[Point localization data]
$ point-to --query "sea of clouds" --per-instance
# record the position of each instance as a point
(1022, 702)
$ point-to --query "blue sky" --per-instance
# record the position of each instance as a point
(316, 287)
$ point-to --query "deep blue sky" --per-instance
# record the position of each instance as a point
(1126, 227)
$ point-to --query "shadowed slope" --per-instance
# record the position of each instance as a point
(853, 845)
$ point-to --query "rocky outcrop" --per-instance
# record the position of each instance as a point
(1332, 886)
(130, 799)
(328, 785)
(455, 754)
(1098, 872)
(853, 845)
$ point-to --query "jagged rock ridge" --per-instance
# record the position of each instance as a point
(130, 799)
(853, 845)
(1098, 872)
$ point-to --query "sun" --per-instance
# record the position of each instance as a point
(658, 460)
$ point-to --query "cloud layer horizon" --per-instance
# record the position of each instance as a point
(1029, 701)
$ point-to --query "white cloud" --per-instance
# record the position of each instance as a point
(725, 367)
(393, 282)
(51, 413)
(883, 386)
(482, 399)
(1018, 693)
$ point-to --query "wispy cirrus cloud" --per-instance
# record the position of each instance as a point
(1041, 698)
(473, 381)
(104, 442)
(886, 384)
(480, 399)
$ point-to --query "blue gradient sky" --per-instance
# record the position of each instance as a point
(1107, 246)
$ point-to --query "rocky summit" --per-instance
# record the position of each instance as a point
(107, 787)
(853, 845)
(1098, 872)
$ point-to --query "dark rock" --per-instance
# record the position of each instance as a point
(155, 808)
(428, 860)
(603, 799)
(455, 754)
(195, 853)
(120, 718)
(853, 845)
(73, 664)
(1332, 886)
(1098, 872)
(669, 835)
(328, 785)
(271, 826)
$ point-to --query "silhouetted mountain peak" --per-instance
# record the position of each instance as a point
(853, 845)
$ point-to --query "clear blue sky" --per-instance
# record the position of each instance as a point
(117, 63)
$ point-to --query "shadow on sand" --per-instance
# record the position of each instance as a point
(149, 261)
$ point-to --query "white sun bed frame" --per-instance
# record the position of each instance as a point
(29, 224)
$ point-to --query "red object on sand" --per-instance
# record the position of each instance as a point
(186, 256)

> [Assignment]:
Pull from the data each line where the string "rocky" turns up.

> [Response to the task]:
$ point-to --query "rocky outcrop" --per-instance
$ point-to --query "rocky summit" --per-instance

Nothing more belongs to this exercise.